Mientras hacía la revolución, el Che atesoraba sus libros y soñaba secretamente con convertirse en escritor. Practicó el oficio con sus Diarios y, de no haber muerto prematuramente, quizá hubiera logrado su objetivo.

Su imagen aparece en libros, afiches y cuanto artículo de consumo hayan pergeñado las estrategias de marketing del mundo entero. El Che está de moda y es posible que muchos lo lleven sobre el corazón sin tener idea de las esperanzas que abrigaba el ícono que decora sus remeras.

Su rostro con barba, boina y estrellita nos interpela con esa energía vital que sigue titilando, a pesar de la muerte, en la otra imagen, aquella en la que yace sobre un catre en la escuelita de La Higuera. Como todo símbolo, el Che se construye sobre múltiples andamiajes y distintos grados de adhesión.

Conocida es su trayectoria como militante revolucionario, su protagonismo en la Revolución Cubana y su decisión de sembrar la semilla libertaria en otros países. Su figura heroica flamea en torno a proyectos políticos progresistas, convirtiéndose en el estandarte de quienes se sienten identificados con sus ideales de justicia. Aunque mucho se conoce de su vida, tal vez no ha sido tan difundida su aspiración a convertirse en escritor, como lo manifiesta en una carta a Ernesto Sabato en 1960, objetivo que después será reemplazado por otros de mayor envergadura. Sin embargo, nunca se apartará de los libros ni dejará de escribir como hombre de letras.

Sus primeras experiencias literarias las inicia a los 17 años, mientras recorre en moto los países latinoamericanos y comienza a redactar su primer Diario. Durante el viaje toma apuntes que transformará después en escritura literaria. Más tarde vendrán los Diarios de Sierra Maestra, del Congo y de Bolivia, textos en los que predomina el rigor informativo, pero en los que se cuelan descripciones, estructuras narrativas, giros y matices de la escritura literaria.

Los libros habían llegado a su vida en los primeros años, cuando el asma le impedía asistir a la escuela y su madre le leía los clásicos. El nexo literario que lo unía a sus padres habría de convertirse en un gesto de complicidad que reaparece en todas sus cartas: “Otra vez siento el costillar de Rocinante y vuelvo a los caminos con mi adarga al brazo”. También en ellas se descubre la decisión de construir su vida como una obra de arte asentada en principios éticos: “Una voluntad que he pulido con la delectación de artistas sostendrá unas piernas flácidas y unos pulmones cansados”.

= = = = = = =

» CONSIGNAS DEL EJERCICIO:
a: Traduce al inglés esta oración del texto sobre el Che: «Como todo símbolo, el Che se construye sobre múltiples andamiajes y distintos grados de adhesión.»
b: Por favor, continúa el texto sobre el Che a partir de su última oración.

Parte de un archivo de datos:

= = = = = = =

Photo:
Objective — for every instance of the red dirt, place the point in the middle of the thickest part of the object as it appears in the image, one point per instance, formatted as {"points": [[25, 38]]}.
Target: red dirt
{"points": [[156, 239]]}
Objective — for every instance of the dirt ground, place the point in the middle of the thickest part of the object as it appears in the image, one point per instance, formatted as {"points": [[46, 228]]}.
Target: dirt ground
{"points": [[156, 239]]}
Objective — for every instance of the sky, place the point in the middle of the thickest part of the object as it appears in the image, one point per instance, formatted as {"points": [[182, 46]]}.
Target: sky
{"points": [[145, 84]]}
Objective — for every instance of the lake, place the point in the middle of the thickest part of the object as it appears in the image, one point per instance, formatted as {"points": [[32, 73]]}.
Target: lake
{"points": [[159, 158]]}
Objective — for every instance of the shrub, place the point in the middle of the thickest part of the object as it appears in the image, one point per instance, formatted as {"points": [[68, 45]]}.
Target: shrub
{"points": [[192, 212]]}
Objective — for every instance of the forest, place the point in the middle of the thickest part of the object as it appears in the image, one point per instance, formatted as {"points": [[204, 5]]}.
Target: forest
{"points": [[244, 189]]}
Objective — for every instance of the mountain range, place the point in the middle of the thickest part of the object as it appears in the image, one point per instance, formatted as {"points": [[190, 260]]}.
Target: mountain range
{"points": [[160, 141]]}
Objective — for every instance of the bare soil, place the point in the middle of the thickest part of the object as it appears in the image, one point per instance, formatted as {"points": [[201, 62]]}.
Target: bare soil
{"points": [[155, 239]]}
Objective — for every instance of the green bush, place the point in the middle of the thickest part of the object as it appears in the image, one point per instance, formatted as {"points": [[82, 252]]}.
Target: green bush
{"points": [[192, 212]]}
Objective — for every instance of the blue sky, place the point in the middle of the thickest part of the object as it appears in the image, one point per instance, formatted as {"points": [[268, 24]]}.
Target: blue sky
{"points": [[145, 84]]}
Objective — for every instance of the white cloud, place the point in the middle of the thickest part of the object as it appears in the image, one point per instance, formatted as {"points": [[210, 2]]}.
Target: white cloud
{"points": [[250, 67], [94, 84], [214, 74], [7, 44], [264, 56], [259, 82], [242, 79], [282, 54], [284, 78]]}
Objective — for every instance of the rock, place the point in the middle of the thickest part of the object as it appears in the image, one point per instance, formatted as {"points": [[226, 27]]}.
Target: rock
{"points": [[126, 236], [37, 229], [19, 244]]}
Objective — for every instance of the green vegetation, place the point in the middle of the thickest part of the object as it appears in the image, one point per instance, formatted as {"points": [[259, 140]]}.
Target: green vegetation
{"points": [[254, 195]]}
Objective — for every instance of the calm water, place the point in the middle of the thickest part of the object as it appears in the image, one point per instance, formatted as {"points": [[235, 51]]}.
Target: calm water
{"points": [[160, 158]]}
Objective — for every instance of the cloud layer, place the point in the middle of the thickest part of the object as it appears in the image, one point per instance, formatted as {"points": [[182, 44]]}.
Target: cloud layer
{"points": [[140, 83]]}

= = = = = = =

» RESULTADOS POR TAREA:
a: Like every symbol, Che is built upon multiple scaffolds and varying degrees of adherence.

b:
Los libros serán -junto al respirador que le ayuda a aplacar el asma- sus pertrechos más importantes. Ellos se hacen presentes en los momentos más críticos, como en el desembarco del Granma, cuando el proyecto revolucionario emprendido por Fidel Castro está a punto de ser desbaratado, y a su memoria viene el personaje de Jack London que decide morir dignamente en medio de las nieves de Alaska. Como hombre formado en la llanura pampeana, habituado a la experiencia de confrontar su dimensión humana con las grandes extensiones que lo rodean, el Che compara su propio destino con el del personaje que ha templado su carácter en medio de esas soledades, donde aprendió a vivir y morir con dignidad, como lo hicieron nuestros gauchos.

El Che representa tantas cosas como el imaginario popular puede concebir. Todos hemos construido nuestra propia versión de uno de los personajes más emblemáticos de la historia reciente. Yo quiero conservar la de un ser que preserva su dignidad hasta en los momentos de mayor despojo, cuando ha perdido las pocas cosas que arrastraba por la selva boliviana y sólo se apoya en la determinación de ser consecuente hasta el final. Me refiero al momento en que lo capturan, casi sin ropa, descalzo y con un libro colgando de su cintura.